* _ABOUT THIS EXERCISE_: Restate the full listing word for word and leave the pictures out.

*** Begin section ***

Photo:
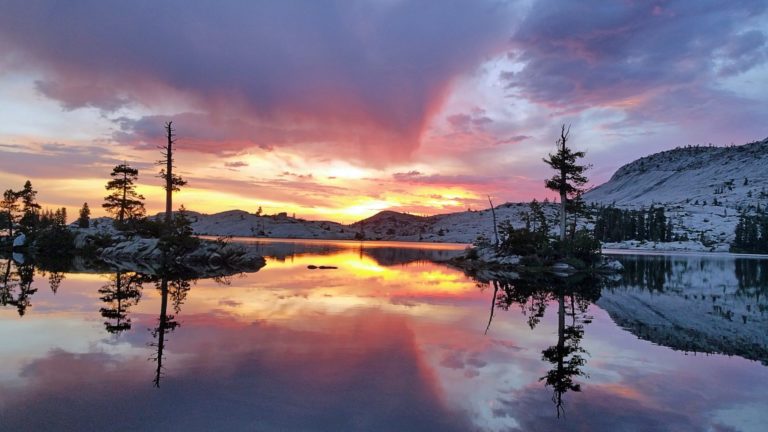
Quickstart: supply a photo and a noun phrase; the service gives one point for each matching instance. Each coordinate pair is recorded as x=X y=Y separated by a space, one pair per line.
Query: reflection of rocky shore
x=131 y=252
x=383 y=255
x=694 y=304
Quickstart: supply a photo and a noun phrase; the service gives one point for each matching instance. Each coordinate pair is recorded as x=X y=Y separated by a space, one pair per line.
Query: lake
x=386 y=339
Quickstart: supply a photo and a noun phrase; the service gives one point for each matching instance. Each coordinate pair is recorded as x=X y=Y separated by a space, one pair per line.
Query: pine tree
x=123 y=201
x=173 y=183
x=10 y=209
x=30 y=208
x=569 y=179
x=538 y=218
x=84 y=221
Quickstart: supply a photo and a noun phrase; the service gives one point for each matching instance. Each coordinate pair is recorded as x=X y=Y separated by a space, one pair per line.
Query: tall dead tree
x=173 y=182
x=495 y=226
x=569 y=179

*** End section ***

* _WRITTEN RESPONSE_:
Photo:
Quickstart: supply a photo and a noun phrase; the service gives one point for each matching instance. Each coordinate pair is recorded as x=X y=Y separated by a space, one pair per line.
Query: reflection of rocky shore
x=131 y=252
x=383 y=255
x=694 y=304
Quickstart: supply a photo and a noun phrase; the service gives one point for each matching instance. Each coordinate pair is recorded as x=X y=Y separated by a space, one pair per line.
Query: lake
x=386 y=339
Quickstart: supply a photo and a noun phrase; the service gives one point for each matching instance. Each coordinate pair is recorded as x=X y=Y separated by a space, one pair per line.
Query: pine tree
x=123 y=201
x=173 y=183
x=10 y=209
x=30 y=208
x=569 y=179
x=538 y=218
x=84 y=221
Quickstart: supply a photo and a noun phrase; the service gives one point for each matching instance. Each coordinate pair is recorded as x=X y=Y separated by a space, one pair per line.
Query: tall dead tree
x=173 y=182
x=495 y=226
x=569 y=179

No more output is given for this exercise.